**Text segment**
- - -

You can automatically generate documentation with the metadata included in your data extract, or supplement with additional details scraped from the IPUMS PMA website.
Have you ever wondered why IPUMS encourages R users to download data in the Fixed-width text (.dat) data format? After all, most analysts are probably more familiar with the Comma delimited (.csv) format, and you might already know some handy functions like read_csv that can help identify variable classes when you load .csv
data into R.
In fact, IPUMS does make .csv
data available at checkout. You can find it listed at the bottom of the Data Format menu here:
One big problem with using read_csv to import such a file is that the resulting dataset contains no helpful attributes to tell the analyst more about the data they’re working with!
Another issue is that read_csv makes a guess about the appropriate variable class for each column - and particularly when one of your columns contains a lot of blank strings, it can guess wrong. Here, we’ve downloaded a .csv
file containing the variables ABORDECOTHSP and ABORCFOTHSP, which contain open string responses describing a woman’s abortion experience only if she 1) reported having an abortion, and 2) exhausted a number of response options listed on the questionnaire.

- - -

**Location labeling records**
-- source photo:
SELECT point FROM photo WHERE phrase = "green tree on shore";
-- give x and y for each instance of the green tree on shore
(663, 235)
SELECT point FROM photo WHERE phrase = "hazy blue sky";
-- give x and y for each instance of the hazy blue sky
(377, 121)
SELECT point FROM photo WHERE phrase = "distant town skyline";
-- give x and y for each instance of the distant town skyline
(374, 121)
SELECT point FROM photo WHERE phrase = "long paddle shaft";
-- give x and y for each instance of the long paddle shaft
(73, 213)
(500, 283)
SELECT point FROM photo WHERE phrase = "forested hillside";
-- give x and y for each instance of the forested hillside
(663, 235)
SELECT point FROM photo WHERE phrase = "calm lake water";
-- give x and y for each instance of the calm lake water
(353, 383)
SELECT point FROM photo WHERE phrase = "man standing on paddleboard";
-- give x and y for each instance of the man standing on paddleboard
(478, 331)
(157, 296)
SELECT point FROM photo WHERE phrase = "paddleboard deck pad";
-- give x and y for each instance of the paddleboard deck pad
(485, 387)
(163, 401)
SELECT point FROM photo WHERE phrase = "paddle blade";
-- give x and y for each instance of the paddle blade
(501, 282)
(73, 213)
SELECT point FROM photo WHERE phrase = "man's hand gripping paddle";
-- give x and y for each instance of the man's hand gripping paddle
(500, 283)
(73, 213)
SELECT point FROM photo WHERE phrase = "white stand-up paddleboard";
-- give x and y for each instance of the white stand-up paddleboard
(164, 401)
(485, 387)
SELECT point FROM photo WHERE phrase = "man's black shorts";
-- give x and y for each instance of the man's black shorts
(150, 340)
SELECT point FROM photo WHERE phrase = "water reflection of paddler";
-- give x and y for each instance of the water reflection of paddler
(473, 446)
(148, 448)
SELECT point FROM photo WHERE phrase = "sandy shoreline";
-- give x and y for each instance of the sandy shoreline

- - -

**Problem A**
Answer these questions about the text on IPUMS data formats:
(i) Which data format does IPUMS encourage R users to download?
(ii) Where is the .csv option listed at checkout?
(iii) Which two variables did the downloaded .csv file contain?
**Problem B**
Reproduce the text on IPUMS data formats from "You can automatically" down to "they’re working with!".
**Problem C**
Carry on the text on IPUMS data formats from where it stops.

**Reply A**
(i) Fixed-width text (.dat)
(ii) At the bottom of the Data Format menu
(iii) ABORDECOTHSP and ABORCFOTHSP

**Reply B**
You can automatically generate documentation with the metadata included in your data extract, or supplement with additional details scraped from the IPUMS PMA website.
Have you ever wondered why IPUMS encourages R users to download data in the Fixed-width text (.dat) data format? After all, most analysts are probably more familiar with the Comma delimited (.csv) format, and you might already know some handy functions like read_csv that can help identify variable classes when you load .csv
data into R.
In fact, IPUMS does make .csv
data available at checkout. You can find it listed at the bottom of the Data Format menu here:
One big problem with using read_csv to import such a file is that the resulting dataset contains no helpful attributes to tell the analyst more about the data they’re working with!

**Reply C**
If you check the documentation for read_csv, you’ll see that read_csv makes guesses about column type based only on the first 1000 rows by default. In our dataset, the first 1000 rows for ABORDECOTHSP and ABORCFOTHSP are blank, so read_csv guesses that they might be logical, rather than character variables.
Warning: One or more parsing issues, call `problems()` on your data frame for details,
e.g.:
dat <- vroom(...)
problems(dat)
Rows: 96481 Columns: 95
── Column specification ────────────────────────────────────────────────────────
Delimiter: ","
chr (2): PERSONID, FQINSTID
dbl (91): SAMPLE, COUNTRY, YEAR, ROUND, ELIGIBLE, EAID, CONSENTFQ, CONSENTHQ...
lgl (2): ABORDECOTHSP, ABORCFOTHSP
ℹ Use `spec()` to retrieve the full column specification for this data.
ℹ Specify the column types or set `show_col_types = FALSE` to quiet this message.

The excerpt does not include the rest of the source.